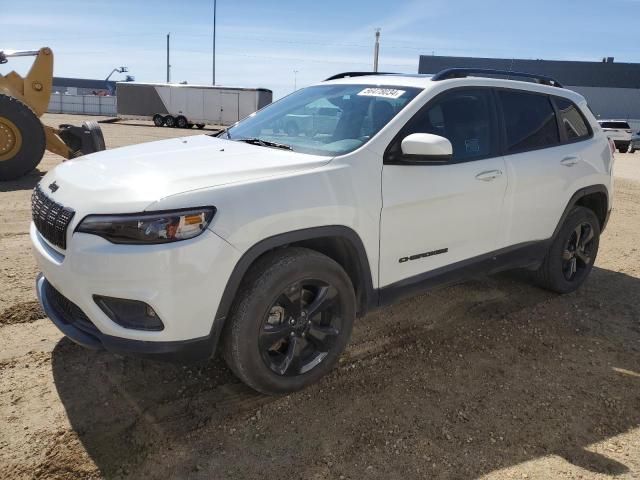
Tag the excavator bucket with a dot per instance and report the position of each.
(23, 137)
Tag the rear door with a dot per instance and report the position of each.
(438, 213)
(229, 108)
(545, 149)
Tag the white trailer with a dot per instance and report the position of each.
(183, 106)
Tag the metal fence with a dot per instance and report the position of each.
(82, 104)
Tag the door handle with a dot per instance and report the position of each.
(489, 175)
(569, 161)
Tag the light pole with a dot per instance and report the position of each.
(376, 51)
(213, 64)
(168, 64)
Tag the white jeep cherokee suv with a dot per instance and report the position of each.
(268, 245)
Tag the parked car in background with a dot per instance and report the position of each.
(619, 131)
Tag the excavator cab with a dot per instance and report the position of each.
(23, 137)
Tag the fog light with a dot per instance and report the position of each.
(130, 313)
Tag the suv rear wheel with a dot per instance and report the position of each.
(572, 253)
(290, 322)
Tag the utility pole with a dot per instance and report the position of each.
(376, 51)
(213, 65)
(168, 64)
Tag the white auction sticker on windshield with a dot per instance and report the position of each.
(382, 92)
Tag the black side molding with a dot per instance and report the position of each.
(525, 255)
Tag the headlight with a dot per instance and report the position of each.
(149, 228)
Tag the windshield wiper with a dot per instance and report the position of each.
(263, 143)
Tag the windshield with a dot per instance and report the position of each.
(324, 120)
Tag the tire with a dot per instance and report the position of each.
(158, 120)
(97, 138)
(564, 268)
(181, 122)
(292, 129)
(268, 322)
(23, 139)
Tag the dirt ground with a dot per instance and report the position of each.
(493, 379)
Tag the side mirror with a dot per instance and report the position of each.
(427, 147)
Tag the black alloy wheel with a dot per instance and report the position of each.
(577, 254)
(572, 253)
(300, 328)
(291, 320)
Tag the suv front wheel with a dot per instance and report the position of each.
(572, 253)
(290, 322)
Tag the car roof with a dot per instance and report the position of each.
(425, 82)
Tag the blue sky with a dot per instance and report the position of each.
(261, 43)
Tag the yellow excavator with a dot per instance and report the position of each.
(23, 137)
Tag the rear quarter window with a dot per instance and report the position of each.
(530, 121)
(572, 120)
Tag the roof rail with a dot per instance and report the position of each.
(355, 74)
(480, 72)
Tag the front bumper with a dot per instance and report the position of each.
(76, 326)
(183, 282)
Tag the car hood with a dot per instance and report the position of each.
(129, 179)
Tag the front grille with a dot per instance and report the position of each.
(68, 311)
(51, 218)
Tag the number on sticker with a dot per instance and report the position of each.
(382, 92)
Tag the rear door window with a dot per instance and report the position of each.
(616, 125)
(572, 121)
(530, 121)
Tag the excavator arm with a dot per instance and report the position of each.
(33, 92)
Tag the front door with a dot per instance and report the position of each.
(438, 213)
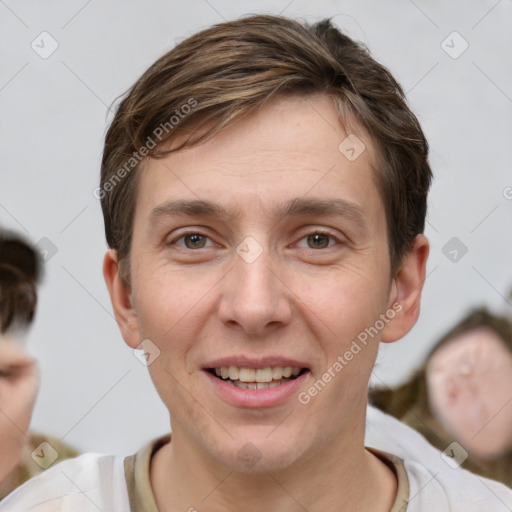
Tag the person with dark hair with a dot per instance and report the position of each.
(19, 378)
(462, 393)
(264, 189)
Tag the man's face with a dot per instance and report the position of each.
(265, 247)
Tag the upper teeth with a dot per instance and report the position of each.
(267, 374)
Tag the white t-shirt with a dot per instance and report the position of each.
(430, 483)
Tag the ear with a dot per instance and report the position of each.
(405, 292)
(120, 296)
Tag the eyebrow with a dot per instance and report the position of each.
(294, 208)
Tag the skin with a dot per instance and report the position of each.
(19, 383)
(470, 382)
(293, 301)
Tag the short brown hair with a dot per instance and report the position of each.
(19, 272)
(224, 73)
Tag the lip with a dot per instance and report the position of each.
(256, 398)
(246, 362)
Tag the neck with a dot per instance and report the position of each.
(344, 478)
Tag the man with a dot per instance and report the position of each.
(264, 191)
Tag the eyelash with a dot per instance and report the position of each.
(305, 236)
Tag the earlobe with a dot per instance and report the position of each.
(120, 296)
(405, 291)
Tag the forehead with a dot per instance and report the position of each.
(292, 147)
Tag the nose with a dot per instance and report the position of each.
(254, 297)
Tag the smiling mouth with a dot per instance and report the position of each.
(260, 378)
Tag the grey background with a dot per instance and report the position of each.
(95, 394)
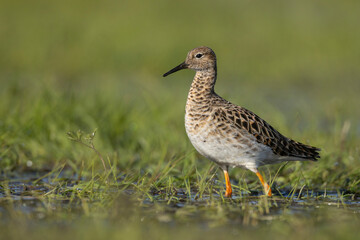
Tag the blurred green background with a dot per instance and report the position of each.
(69, 65)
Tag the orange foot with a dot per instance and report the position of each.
(228, 192)
(266, 186)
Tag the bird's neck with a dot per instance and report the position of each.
(202, 89)
(204, 82)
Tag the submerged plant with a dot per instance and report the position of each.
(86, 139)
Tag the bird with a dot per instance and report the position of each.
(228, 134)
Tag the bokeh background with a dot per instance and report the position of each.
(69, 65)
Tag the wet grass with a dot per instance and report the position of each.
(77, 66)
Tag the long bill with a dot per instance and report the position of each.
(177, 68)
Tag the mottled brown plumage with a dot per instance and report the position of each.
(230, 135)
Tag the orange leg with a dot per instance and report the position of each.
(266, 186)
(228, 192)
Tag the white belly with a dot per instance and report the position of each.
(227, 151)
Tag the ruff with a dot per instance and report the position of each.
(230, 135)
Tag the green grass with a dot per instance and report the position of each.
(68, 66)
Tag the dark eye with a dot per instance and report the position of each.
(199, 55)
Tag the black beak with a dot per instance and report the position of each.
(177, 68)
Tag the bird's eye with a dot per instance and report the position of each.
(199, 55)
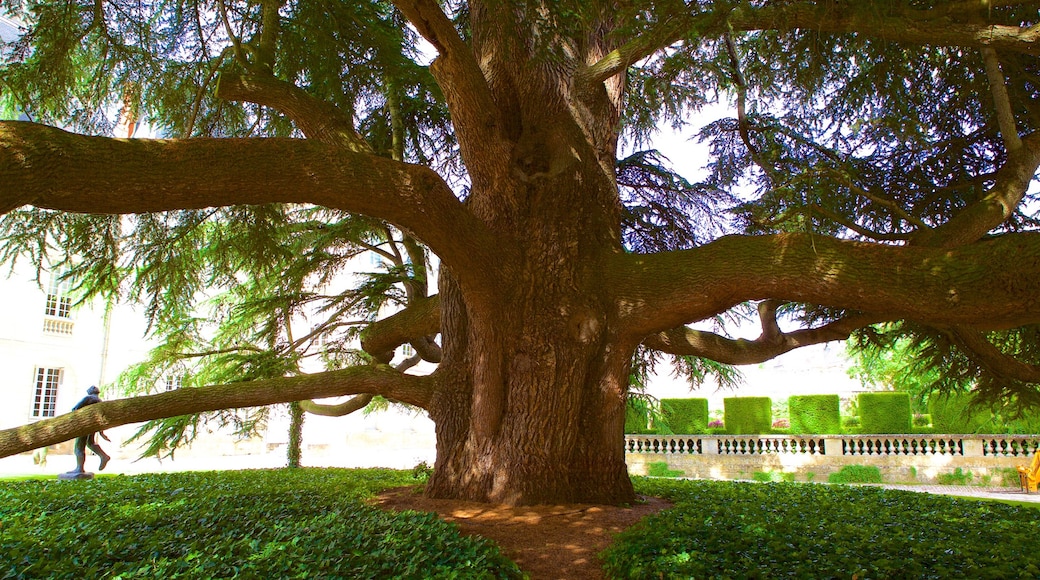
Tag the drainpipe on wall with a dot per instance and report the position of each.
(107, 333)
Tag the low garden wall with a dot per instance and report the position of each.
(978, 459)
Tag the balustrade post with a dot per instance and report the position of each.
(972, 447)
(832, 447)
(709, 446)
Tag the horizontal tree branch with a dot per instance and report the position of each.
(372, 379)
(421, 318)
(986, 354)
(316, 119)
(989, 284)
(873, 20)
(916, 27)
(999, 204)
(351, 405)
(772, 343)
(52, 168)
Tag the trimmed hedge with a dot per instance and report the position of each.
(748, 415)
(953, 414)
(300, 523)
(884, 413)
(637, 416)
(720, 529)
(685, 416)
(814, 414)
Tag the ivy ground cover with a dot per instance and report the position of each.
(721, 529)
(304, 523)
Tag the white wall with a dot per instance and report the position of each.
(25, 346)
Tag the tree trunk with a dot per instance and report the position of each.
(534, 379)
(549, 429)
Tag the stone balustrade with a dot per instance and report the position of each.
(902, 457)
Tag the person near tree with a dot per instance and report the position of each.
(87, 442)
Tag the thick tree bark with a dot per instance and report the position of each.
(540, 308)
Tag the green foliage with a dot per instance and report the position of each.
(795, 530)
(954, 413)
(684, 416)
(884, 413)
(294, 449)
(422, 471)
(814, 414)
(856, 474)
(258, 524)
(660, 469)
(773, 476)
(956, 477)
(637, 416)
(748, 415)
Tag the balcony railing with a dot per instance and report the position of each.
(57, 325)
(834, 445)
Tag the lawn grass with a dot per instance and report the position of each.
(303, 523)
(721, 529)
(314, 523)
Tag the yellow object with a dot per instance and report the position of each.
(1030, 476)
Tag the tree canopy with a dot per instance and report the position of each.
(874, 167)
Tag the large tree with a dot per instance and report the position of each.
(879, 156)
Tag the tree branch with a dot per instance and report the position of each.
(986, 354)
(978, 219)
(316, 119)
(926, 27)
(341, 410)
(52, 168)
(1005, 117)
(377, 379)
(474, 112)
(419, 319)
(866, 19)
(772, 343)
(986, 285)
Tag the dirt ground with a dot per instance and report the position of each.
(547, 542)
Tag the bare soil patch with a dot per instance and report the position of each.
(547, 542)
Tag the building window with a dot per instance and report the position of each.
(174, 381)
(45, 400)
(57, 311)
(58, 300)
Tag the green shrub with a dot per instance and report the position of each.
(814, 414)
(958, 477)
(748, 415)
(685, 416)
(637, 416)
(660, 469)
(772, 476)
(720, 529)
(884, 413)
(856, 474)
(245, 524)
(953, 413)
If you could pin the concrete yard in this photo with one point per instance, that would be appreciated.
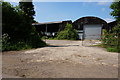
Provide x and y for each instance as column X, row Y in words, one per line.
column 63, row 59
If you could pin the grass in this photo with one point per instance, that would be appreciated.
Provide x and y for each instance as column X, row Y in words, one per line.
column 110, row 49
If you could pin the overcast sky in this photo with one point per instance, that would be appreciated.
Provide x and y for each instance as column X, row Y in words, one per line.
column 60, row 11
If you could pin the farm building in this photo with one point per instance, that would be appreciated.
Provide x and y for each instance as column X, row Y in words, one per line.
column 90, row 27
column 87, row 27
column 112, row 24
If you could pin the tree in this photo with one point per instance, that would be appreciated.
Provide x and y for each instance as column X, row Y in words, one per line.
column 18, row 32
column 68, row 33
column 116, row 10
column 28, row 9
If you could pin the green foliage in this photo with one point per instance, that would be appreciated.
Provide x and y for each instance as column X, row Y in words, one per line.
column 27, row 10
column 68, row 33
column 111, row 39
column 110, row 49
column 116, row 10
column 17, row 30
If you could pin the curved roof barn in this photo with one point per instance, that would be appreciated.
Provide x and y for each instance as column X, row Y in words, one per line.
column 89, row 20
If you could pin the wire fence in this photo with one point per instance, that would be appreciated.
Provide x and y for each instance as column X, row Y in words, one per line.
column 91, row 40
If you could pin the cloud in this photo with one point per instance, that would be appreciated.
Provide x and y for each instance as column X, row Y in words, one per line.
column 64, row 1
column 109, row 20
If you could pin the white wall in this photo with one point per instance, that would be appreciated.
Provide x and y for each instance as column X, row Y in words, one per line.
column 92, row 31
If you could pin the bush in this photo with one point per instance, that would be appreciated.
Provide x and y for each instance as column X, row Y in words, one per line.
column 68, row 33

### Exercise description
Starting with the line containing "Tag the building" and going on through the line containing "column 17, row 30", write those lines of the material again, replacing "farm building" with "farmhouse" and changing nothing else. Leave the pictures out of your answer.

### Complete output
Tag the building window with a dot per instance and report the position of each.
(174, 381)
(45, 400)
(57, 311)
(58, 300)
Tag the green shrub with a dot per instance and report the position of each.
(814, 414)
(958, 477)
(748, 415)
(685, 416)
(637, 416)
(660, 469)
(772, 476)
(720, 529)
(884, 413)
(856, 474)
(245, 524)
(953, 413)
If you could pin the concrete yard in this photo with one point per instance, that would be appreciated.
Provide x and y for each instance as column X, row Y in words, one per line.
column 63, row 59
If you could pin the grass in this photo with one point per instance, that would be appreciated.
Provide x and y for each instance as column X, row Y in words, one per line.
column 110, row 49
If you could pin the overcast sky in this photo with one point per instance, that would be appreciated.
Provide x and y for each instance as column X, row Y in words, one per line.
column 60, row 11
If you could pin the farmhouse in this photo with one point per instance, that would be appreciated.
Provide x and y for each instance as column X, row Y in words, one per line.
column 90, row 27
column 87, row 27
column 112, row 24
If you could pin the tree in this photo with one point per instance, that would be appreciated.
Provide x and y for each instance as column X, row Y in words, one per line.
column 18, row 32
column 68, row 33
column 116, row 10
column 28, row 9
If you could pin the green foliage in this photo with one point per instance, that would be appreciated.
Provide x and y for each instance as column X, row Y in words, one per line.
column 27, row 10
column 68, row 33
column 111, row 39
column 110, row 49
column 116, row 10
column 17, row 30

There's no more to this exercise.